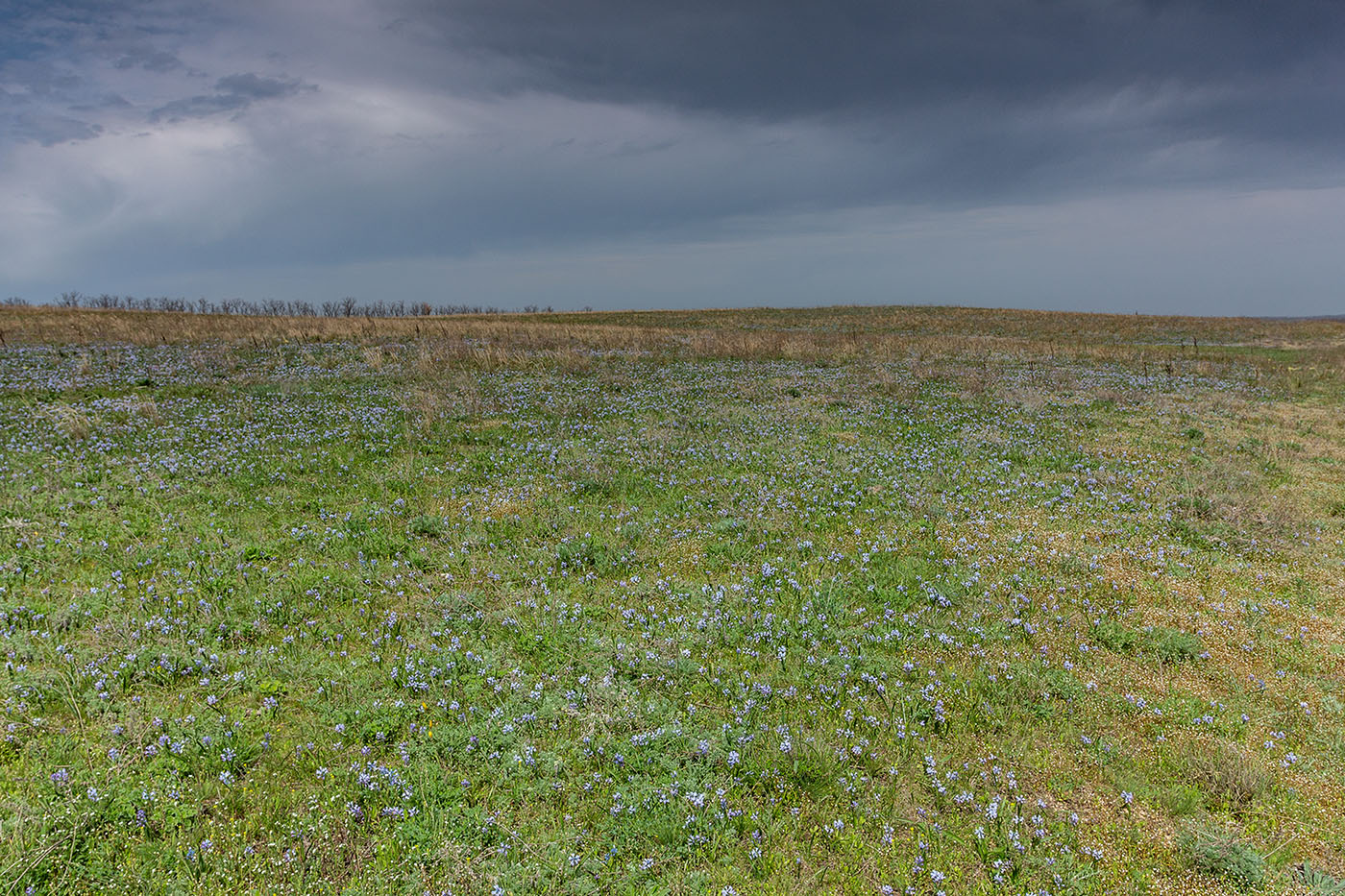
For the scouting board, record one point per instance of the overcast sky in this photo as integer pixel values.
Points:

____

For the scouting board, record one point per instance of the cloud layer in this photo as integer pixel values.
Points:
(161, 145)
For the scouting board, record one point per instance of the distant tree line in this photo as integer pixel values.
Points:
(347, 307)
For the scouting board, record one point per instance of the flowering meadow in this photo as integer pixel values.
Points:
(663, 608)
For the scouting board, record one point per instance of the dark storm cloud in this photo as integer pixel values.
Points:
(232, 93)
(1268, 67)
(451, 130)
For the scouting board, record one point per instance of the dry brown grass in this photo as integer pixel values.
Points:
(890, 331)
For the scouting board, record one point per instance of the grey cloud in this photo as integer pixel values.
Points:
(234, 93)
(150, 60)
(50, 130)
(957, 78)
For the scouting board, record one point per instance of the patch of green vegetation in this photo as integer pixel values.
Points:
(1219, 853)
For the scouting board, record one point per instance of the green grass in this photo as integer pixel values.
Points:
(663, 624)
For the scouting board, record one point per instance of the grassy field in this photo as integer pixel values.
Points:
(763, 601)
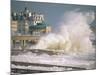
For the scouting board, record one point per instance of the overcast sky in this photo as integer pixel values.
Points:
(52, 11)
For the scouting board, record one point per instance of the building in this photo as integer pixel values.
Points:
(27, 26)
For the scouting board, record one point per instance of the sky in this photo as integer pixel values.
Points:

____

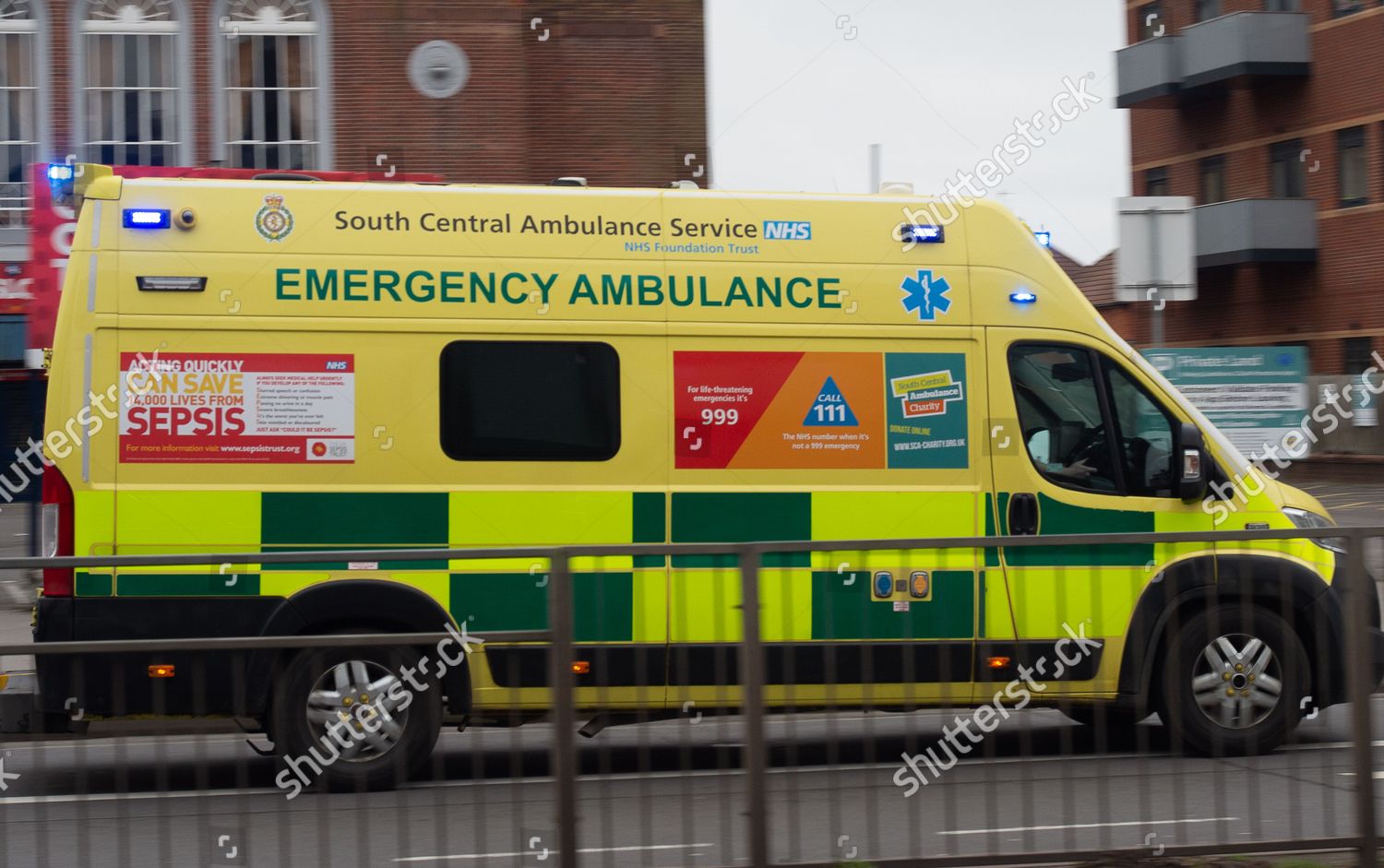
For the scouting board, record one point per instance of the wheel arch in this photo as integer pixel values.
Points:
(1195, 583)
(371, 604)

____

*ТРЕБОВАНИЯ К ЗАДАНИЮ*:
Собери из приведенных выше данных все строки, в которых встречается слово «green». Перепиши каждую такую строку целиком.

*ОТВЕТ НА ЗАДАНИЕ*:
For the scouting board, record one point per instance of the patch of green vegetation in this photo as integer pixel values.
For the scouting board, record one point per instance of the green grass in this photo as integer pixel values.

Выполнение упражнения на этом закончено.